-- What the task requires --
Quote the data below verbatim, omitting the pictures from your reply.

-=-=-

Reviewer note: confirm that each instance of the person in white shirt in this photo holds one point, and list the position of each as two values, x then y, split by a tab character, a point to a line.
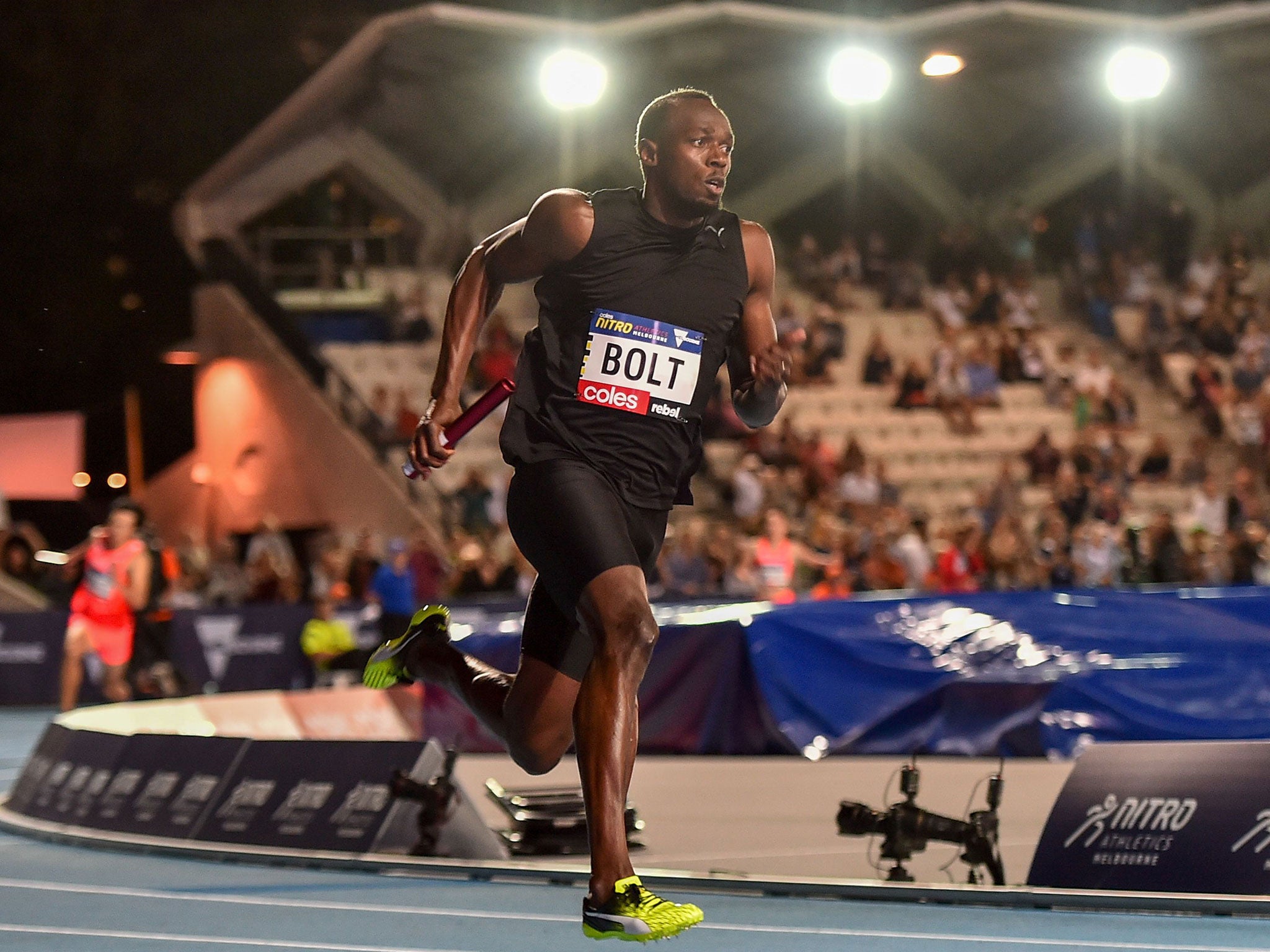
1094	379
1020	302
1209	508
859	488
950	302
1204	271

-=-=-

-- Exercise answer --
Reviewer note: confirm that each instance of the person in white shirt in this photo holds one point, and list the position of each as two values, x then y, split by a tab character, a point to a line.
1094	379
1020	302
1209	508
859	488
950	302
1204	271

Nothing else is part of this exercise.